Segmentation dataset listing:

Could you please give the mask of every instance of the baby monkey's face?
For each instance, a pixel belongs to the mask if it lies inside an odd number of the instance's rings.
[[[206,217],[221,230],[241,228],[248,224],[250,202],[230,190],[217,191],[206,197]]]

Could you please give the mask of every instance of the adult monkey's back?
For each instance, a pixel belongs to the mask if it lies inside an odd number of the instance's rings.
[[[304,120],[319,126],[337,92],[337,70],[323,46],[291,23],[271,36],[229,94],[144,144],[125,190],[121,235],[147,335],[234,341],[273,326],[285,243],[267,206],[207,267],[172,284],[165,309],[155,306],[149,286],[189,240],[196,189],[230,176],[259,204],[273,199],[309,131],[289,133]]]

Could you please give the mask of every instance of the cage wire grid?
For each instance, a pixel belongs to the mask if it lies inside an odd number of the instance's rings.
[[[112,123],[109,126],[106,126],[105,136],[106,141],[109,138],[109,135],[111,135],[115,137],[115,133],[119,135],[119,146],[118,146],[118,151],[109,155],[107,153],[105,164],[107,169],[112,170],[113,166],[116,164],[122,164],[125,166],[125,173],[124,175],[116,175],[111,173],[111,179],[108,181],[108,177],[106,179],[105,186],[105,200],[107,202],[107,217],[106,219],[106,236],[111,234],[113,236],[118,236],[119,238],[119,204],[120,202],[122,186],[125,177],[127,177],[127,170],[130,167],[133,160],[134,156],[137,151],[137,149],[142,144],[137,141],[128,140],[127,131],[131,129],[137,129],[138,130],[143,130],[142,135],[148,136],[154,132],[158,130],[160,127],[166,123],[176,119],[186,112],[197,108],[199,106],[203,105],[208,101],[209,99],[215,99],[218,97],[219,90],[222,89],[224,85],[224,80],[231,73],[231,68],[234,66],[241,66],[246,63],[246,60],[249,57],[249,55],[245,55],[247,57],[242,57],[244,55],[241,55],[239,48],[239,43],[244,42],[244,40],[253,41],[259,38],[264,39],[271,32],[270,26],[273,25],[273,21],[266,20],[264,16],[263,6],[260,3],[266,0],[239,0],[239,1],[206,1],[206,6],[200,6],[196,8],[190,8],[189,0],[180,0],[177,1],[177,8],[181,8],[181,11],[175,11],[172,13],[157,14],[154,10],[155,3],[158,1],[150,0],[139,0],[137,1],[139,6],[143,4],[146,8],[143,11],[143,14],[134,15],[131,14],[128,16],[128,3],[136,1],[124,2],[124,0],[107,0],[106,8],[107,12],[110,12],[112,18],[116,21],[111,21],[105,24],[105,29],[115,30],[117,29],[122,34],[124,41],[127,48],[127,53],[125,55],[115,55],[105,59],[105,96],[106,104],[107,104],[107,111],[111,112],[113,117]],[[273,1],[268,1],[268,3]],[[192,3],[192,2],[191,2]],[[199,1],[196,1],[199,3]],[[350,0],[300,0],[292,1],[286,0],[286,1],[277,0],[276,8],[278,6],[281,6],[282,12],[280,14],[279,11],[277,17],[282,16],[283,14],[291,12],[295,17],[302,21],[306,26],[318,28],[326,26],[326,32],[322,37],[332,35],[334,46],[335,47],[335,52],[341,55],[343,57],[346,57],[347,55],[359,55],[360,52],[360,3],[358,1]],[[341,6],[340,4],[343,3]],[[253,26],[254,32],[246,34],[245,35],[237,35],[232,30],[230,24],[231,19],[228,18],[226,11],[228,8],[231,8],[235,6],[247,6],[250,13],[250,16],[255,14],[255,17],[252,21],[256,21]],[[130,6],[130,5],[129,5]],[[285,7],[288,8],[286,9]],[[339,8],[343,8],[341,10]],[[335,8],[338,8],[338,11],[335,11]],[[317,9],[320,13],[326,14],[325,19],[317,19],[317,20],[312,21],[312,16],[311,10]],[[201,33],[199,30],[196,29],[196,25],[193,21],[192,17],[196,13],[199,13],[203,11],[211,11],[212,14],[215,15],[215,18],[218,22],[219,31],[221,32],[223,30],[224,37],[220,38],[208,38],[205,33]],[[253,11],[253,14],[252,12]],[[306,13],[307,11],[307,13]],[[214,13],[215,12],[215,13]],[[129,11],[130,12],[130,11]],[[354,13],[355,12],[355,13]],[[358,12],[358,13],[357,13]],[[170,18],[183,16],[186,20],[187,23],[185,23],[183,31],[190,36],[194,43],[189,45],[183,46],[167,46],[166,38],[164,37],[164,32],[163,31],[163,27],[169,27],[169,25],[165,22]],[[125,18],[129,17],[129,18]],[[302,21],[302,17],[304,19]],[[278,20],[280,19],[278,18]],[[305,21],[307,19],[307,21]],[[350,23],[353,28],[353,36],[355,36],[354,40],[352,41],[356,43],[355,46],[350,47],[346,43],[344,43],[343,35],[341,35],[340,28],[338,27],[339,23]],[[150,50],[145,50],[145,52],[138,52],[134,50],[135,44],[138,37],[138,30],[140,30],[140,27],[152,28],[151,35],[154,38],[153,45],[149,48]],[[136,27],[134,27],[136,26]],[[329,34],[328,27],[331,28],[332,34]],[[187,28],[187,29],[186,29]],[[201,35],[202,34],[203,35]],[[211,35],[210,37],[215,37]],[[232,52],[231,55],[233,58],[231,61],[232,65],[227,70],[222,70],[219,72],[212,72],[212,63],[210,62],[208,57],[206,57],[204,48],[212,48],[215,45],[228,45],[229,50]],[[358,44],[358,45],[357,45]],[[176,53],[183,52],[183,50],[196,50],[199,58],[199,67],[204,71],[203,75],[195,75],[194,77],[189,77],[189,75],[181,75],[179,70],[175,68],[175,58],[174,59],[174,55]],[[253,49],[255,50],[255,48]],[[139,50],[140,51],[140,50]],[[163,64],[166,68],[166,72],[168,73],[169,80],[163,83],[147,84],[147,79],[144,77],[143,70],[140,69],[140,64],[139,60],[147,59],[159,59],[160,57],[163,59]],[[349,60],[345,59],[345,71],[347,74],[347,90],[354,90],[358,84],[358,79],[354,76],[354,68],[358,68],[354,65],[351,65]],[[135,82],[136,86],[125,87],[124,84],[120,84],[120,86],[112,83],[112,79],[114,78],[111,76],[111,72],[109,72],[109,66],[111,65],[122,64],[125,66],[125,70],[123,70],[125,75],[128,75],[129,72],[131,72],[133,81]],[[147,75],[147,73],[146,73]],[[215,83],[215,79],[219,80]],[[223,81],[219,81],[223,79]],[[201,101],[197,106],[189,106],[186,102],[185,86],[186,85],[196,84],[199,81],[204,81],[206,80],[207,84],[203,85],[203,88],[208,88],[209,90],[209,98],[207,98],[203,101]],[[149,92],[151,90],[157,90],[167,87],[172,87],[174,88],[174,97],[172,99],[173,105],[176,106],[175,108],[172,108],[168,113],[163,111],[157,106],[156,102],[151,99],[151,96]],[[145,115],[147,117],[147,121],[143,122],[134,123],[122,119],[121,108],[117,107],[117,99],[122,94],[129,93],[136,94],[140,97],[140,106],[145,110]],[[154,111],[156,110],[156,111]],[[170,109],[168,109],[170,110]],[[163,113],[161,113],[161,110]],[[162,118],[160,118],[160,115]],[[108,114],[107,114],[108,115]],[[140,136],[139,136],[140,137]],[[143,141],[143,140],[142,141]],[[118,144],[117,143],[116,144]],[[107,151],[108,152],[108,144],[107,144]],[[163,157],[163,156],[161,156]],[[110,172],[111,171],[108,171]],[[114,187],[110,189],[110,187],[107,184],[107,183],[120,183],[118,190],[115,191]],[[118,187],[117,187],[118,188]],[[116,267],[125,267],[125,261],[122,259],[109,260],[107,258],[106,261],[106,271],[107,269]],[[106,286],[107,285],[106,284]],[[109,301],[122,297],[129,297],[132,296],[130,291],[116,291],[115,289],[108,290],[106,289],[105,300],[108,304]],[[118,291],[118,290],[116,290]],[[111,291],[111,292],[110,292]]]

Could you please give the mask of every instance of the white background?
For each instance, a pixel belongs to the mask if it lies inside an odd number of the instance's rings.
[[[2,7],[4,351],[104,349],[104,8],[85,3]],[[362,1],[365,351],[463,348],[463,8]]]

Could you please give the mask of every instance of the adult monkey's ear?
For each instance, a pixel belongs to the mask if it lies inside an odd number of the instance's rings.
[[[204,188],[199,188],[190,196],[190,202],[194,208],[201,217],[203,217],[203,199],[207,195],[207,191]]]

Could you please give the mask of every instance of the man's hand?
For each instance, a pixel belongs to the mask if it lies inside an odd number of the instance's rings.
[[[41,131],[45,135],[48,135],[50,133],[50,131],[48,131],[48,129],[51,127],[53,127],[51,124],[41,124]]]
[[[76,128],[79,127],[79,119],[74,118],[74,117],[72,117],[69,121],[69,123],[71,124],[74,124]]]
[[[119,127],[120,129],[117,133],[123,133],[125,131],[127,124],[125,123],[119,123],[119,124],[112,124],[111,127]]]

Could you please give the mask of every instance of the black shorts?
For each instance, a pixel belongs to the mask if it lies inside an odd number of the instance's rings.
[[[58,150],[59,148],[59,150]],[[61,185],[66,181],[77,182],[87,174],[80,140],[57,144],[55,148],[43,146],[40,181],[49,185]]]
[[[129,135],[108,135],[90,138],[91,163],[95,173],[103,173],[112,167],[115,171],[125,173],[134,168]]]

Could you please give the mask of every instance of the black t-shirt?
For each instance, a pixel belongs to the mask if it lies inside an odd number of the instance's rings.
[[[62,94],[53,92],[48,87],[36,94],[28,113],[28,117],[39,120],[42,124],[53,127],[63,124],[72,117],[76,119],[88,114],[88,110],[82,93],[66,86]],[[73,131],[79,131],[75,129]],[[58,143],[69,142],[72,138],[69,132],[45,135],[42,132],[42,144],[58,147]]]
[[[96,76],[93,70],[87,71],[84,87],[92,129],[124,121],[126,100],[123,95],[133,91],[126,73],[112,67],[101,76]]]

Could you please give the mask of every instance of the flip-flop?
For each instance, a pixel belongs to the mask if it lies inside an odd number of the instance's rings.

**STATED EXERCISE**:
Please copy everything from the line containing "the black shorts?" down to the final line of the listing, keeping each line unchanged.

**RESULT OF THIS EXERCISE**:
Could you please give the mask of every instance of the black shorts?
For each instance, a pixel belongs to the mask if it lies inside an odd number of the instance's rings.
[[[58,150],[59,148],[59,150]],[[61,185],[66,181],[77,182],[87,174],[80,140],[57,144],[55,148],[43,146],[40,181],[49,185]]]
[[[129,135],[108,135],[90,138],[91,163],[95,173],[103,173],[112,167],[115,171],[125,173],[134,168]]]

Could you please give the mask of every instance of the black t-shirt?
For each instance, a pixel belongs to the mask if it lies inside an odd number of the instance's rings.
[[[62,94],[53,92],[48,87],[36,94],[28,113],[28,117],[39,120],[42,124],[53,127],[63,124],[72,117],[76,119],[88,114],[88,110],[82,93],[66,86]],[[73,131],[79,131],[75,129]],[[58,143],[69,142],[72,138],[69,132],[45,135],[42,132],[42,144],[58,147]]]
[[[96,76],[93,70],[87,71],[84,87],[92,129],[124,121],[126,100],[123,95],[133,91],[126,73],[112,67],[101,76]]]

Could you please give the mask of every instance of the flip-flop?
For each instance, a pixel belongs to the mask if it lies inside an odd number of the instance's rings.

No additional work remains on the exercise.